PROVIDED RECORDS
=== Section Start ===
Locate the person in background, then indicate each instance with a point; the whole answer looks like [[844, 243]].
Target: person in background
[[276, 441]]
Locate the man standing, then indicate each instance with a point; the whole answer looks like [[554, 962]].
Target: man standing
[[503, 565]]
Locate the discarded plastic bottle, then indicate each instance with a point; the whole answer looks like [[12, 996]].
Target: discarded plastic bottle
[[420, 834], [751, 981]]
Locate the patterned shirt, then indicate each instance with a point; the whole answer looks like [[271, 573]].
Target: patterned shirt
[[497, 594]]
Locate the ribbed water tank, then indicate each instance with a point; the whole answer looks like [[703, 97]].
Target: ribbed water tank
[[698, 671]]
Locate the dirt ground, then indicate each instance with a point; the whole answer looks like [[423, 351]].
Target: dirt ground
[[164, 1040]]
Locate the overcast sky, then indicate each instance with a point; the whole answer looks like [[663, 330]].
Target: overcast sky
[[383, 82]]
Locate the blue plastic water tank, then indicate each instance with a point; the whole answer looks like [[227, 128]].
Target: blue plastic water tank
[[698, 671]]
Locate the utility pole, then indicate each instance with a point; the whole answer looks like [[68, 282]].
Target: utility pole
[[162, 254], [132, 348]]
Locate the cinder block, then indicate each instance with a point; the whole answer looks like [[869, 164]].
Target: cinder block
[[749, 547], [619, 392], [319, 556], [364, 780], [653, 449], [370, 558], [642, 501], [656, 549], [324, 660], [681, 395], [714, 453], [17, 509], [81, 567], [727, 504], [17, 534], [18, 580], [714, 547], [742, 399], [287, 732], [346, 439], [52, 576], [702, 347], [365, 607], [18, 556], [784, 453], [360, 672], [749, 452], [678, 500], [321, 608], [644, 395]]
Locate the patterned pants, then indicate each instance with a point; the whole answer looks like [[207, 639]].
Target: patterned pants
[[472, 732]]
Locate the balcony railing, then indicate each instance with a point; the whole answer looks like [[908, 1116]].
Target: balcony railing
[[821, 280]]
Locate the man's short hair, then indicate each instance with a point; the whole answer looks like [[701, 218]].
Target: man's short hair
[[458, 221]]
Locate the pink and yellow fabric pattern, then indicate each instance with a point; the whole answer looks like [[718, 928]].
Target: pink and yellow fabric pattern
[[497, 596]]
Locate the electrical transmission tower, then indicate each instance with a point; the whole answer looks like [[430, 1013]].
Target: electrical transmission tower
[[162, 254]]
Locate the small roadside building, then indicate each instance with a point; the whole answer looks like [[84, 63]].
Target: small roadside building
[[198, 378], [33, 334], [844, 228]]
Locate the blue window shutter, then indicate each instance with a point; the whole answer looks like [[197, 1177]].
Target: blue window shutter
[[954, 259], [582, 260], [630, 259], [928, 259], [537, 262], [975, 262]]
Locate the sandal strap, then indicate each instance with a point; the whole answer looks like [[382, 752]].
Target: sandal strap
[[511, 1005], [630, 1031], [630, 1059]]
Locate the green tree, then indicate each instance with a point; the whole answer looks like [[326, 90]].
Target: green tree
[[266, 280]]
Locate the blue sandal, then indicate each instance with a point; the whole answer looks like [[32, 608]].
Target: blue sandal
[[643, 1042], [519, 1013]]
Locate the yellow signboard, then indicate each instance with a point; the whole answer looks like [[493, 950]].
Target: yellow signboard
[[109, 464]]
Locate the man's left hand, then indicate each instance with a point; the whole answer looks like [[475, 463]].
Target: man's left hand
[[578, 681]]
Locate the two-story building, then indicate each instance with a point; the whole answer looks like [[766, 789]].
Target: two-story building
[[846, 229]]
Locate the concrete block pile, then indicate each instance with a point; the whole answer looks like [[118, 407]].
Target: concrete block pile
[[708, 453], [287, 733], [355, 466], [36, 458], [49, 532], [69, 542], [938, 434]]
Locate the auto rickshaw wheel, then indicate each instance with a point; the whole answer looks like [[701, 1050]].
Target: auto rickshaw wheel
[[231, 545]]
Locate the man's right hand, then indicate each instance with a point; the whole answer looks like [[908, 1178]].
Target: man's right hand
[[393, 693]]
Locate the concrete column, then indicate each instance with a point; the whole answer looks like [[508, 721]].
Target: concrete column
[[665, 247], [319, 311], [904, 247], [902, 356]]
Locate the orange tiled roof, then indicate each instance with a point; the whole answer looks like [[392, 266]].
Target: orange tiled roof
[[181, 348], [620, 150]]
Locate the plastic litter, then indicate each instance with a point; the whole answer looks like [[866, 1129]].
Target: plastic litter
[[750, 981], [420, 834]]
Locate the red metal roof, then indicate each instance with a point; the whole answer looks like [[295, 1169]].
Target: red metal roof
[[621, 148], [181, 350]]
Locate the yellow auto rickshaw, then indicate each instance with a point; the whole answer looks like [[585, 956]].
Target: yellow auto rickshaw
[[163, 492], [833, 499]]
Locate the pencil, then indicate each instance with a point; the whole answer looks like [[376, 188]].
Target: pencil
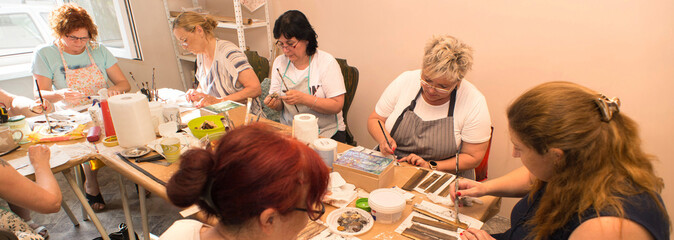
[[42, 101]]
=== Section End ===
AIM OF THE TASK
The copy should match the records above exactly, except that pictures are dropped.

THE ANSWER
Locate the person in background, then indicate each instance with a point; the whole answer looks like [[844, 243]].
Target: person in background
[[276, 441]]
Locate the man standing, then indicate each instance with a point; the whole answer looks like [[554, 962]].
Target: man standing
[[503, 565]]
Locate the discarded plastic bottle, then indicate each instance with a point; the whole answer looks like [[12, 996]].
Target: discarded plastic bottle
[[420, 834], [751, 981]]
Locate the patterned shirt, then indicate each instance with a point; the whole answer looks like [[271, 573]].
Target: patterned shirt
[[497, 594]]
Locate the ribbed water tank, then indicate each instance with a point; the whole answer looks like [[703, 97]].
Target: ribbed water tank
[[698, 671]]
Locate the dirt ground, then indicate each instance with a point; the whole answer looks like [[423, 351]].
Target: dirt ground
[[164, 1040]]
Locate the overcast sky, then indicate each instance with a point; the whole answer looks like [[663, 330]].
Target: overcast sky
[[383, 82]]
Locate the blue plastic water tank, then indicate each instance with a point; the whole answer looks like [[227, 128]].
Target: blue plastic water tank
[[698, 671]]
Locate the utility pole, then indicate each instance with a point; the whole answer looks like [[68, 282]].
Target: utility pole
[[162, 254], [132, 348]]
Locate the cinder block, then indicate each instance with a point; the whole answer looks like [[869, 164]].
Target: cinder block
[[749, 547], [619, 392], [319, 556], [364, 780], [653, 449], [370, 558], [642, 501], [656, 549], [324, 660], [681, 395], [714, 453], [17, 509], [81, 567], [727, 504], [17, 534], [18, 580], [714, 547], [742, 399], [287, 732], [346, 439], [52, 576], [702, 347], [365, 607], [18, 556], [784, 453], [360, 672], [749, 452], [678, 500], [321, 608], [644, 395]]
Locate the patterned pants, then indicate each instance with a point; the whole answer looks like [[207, 639]].
Target: patterned pants
[[472, 732]]
Locate the balcony railing, then indicate each instance with a point; the whole answer looks like [[908, 1116]].
Target: balcony railing
[[821, 280]]
Locate the man's short hair, then indicate each instance with a point; the whole answer looks like [[701, 218]].
Target: man's short hair
[[458, 221]]
Locate the pink and yellow fabric pattern, then indicate each instance with a point; the whole answer looks like [[718, 928]].
Target: pink and yellow fabric pattern
[[497, 596]]
Locate the electrical transmission tower, then indicate each instance with a point; the whole answer looks like [[430, 1013]].
Target: electrical transmission tower
[[162, 254]]
Locate the small roadside building, then indicate each instance with a point; the whole answer looks like [[84, 63]].
Target: small roadside building
[[198, 378], [33, 334], [844, 228]]
Locate the blue window shutter, then indicate each instance with a point; the whole answer looks like [[197, 1177]].
Target: blue window shutter
[[954, 259], [582, 260], [630, 259], [928, 259], [537, 262], [975, 262]]
Locate the sandal strap, then indicate each instance with a point; the whole answer looks like [[382, 752]].
Target: sandal strap
[[511, 1005], [630, 1031], [630, 1059]]
Locate the green tree, then indicate each instance with a point; the whole answer looks like [[326, 90]].
Target: green tree
[[266, 280]]
Locate the blue sandal, then indicate each instance with a point; the whole answer looks like [[32, 608]].
Target: blue sandal
[[643, 1042], [519, 1013]]
Locate the yellow signboard, then indicate each instance with a point; the whole answer looks like [[493, 950]].
Target: yellow signboard
[[109, 464]]
Locate the man's left hand, then indicate each instance with a point; the whole answer looks like [[475, 463]].
Target: man's left hand
[[578, 681]]
Locate the two-story building, then indicate each instance with a point; the whole answer looks like [[766, 789]].
Target: two-story building
[[846, 229]]
Locate the concrete block pile, then indicate each instance with a point; the whole answer looks like [[118, 407]].
Target: concrete block pile
[[708, 453], [287, 733], [355, 466], [36, 458], [49, 532], [69, 542], [938, 434]]
Locate the auto rickshaw wheel, then indicate each instance with a point; the whole answer looks like [[701, 1050]].
Target: auto rickshaw wheel
[[231, 545]]
Locate the man's right hand, then indicate each instance with a point; the whole answer looks like [[908, 1178]].
Target: man's right hand
[[393, 693]]
Locate the concrete column, then indicate each instance with a point; the whole answer looks like [[508, 721]].
Target: concrete column
[[665, 247], [319, 311], [904, 247], [902, 356]]
Locate the orange tiled roof, then indicate each instance with a point; the whole answer looks like [[392, 266]].
Target: orange tiled roof
[[181, 348], [620, 150]]
Locate the plastic litter, then indicate each instance with a point; the whole answer looks like [[866, 1129]].
Target: plastic litter
[[750, 981], [420, 834]]
Locate the red metal roof, then indicate each instance with a point; the whole answer looks like [[295, 1169]].
Target: red metal roof
[[621, 148], [181, 350]]
Locate the yellow auto rickshaw, then indicate each instance with a point; the whole answer looks like [[585, 956]].
Target: yellow auto rickshaw
[[163, 492], [833, 499]]
Locate the pencil, then indicate each instance with a point; the whole answer looks like [[376, 188]].
Target: pencil
[[42, 101]]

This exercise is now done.